**Task directions**
Give the data again in full. Keep every line the same.

**Dataset records**
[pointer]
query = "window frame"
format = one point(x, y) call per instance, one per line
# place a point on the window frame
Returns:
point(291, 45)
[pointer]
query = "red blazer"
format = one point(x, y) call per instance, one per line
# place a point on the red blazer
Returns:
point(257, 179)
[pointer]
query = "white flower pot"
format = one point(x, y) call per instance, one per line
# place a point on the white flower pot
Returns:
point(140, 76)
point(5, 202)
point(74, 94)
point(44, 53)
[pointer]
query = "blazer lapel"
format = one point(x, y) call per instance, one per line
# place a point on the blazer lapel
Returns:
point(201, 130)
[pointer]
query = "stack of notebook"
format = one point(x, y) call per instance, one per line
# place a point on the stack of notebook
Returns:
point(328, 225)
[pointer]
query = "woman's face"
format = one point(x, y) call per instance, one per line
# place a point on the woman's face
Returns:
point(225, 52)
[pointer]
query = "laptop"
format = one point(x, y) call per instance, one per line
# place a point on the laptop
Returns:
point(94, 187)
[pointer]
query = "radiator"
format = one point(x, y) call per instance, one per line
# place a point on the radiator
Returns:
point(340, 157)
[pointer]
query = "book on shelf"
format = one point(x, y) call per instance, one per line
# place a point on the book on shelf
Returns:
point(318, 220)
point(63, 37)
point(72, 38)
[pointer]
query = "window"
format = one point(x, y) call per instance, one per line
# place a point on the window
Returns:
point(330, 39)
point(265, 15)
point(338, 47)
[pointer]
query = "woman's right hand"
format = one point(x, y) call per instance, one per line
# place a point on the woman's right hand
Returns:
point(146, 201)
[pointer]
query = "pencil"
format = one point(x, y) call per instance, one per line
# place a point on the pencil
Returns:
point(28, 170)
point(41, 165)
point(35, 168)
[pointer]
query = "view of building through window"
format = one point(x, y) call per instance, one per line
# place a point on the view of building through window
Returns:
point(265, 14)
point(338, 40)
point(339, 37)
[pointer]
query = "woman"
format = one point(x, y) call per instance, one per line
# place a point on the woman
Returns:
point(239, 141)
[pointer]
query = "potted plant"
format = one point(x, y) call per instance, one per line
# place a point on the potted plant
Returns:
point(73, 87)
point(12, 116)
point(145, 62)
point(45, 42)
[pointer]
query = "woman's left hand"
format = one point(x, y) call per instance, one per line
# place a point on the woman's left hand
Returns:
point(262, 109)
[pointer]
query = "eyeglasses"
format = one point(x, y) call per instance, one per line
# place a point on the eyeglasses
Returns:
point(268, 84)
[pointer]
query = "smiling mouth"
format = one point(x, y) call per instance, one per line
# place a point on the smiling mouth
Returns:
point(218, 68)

**Output for this exercise**
[pointer]
query = "window frame"
format = one point(x, y) call per instance, one per line
# place a point on the window frame
Returns:
point(291, 45)
[pointer]
query = "red blazer"
format = one point(x, y) call per instance, one per line
# place a point on the red blazer
Returns:
point(257, 179)
[pointer]
query = "white flower pot"
format = one point(x, y) call per instance, one per line
# place a point on the white flower pot
Returns:
point(140, 76)
point(5, 202)
point(74, 94)
point(44, 53)
[pointer]
query = "blazer lapel"
format = one point(x, y) call per instance, one per line
# place a point on the blazer lapel
Returns:
point(201, 130)
[pointer]
query = "stack of notebook"
format = one point(x, y) call per instance, one per line
# place a point on the stack of notebook
Returns:
point(328, 225)
[pointer]
query = "woman's face"
format = one point(x, y) call per instance, one per line
# place a point on the woman's face
Returns:
point(225, 52)
[pointer]
query = "laptop"
format = one point(x, y) call per instance, one per line
# place a point on the laptop
Returns:
point(94, 187)
[pointer]
query = "radiator"
format = one point(x, y) call per instance, one per line
# place a point on the radiator
Returns:
point(340, 157)
[pointer]
query = "book on shelf"
format = one point(x, y) call per instance, one per line
# place a point on the book on shelf
Returns:
point(318, 220)
point(63, 37)
point(72, 38)
[pointer]
query = "window"
format = one point(x, y) call per instance, one per line
# place a point on the window
Returns:
point(330, 39)
point(265, 15)
point(338, 47)
[pointer]
query = "woman's right hand"
format = one point(x, y) call per instance, one per line
# place a point on the woman's right hand
Returns:
point(146, 201)
[pointer]
query = "pencil"
format = one point(x, y) call per instance, one per line
# place a point on the pencil
Returns:
point(28, 170)
point(41, 165)
point(35, 168)
[pointer]
query = "view of building through window"
format = one point(x, y) call per instance, one per line
# place a point on the view of building through window
Returns:
point(265, 14)
point(338, 40)
point(339, 37)
[pointer]
query = "woman"
format = one point(x, y) call per instance, one per line
# place a point on the woman
Returns:
point(239, 141)
[pointer]
query = "potted plant"
format = one point(x, y) call per instance, one per line
# place a point on the potted plant
Returns:
point(73, 87)
point(12, 116)
point(145, 62)
point(45, 42)
[pointer]
query = "woman's left hand"
format = one point(x, y) call per instance, one per line
# place a point on the woman's left hand
Returns:
point(262, 109)
[pointer]
query = "eyeglasses"
format = one point(x, y) call per instance, one per line
# place a point on the eyeglasses
Returns:
point(268, 84)
[pointer]
query = "smiling mouth"
format = one point(x, y) call per instance, one per line
# place a point on the smiling mouth
Returns:
point(218, 68)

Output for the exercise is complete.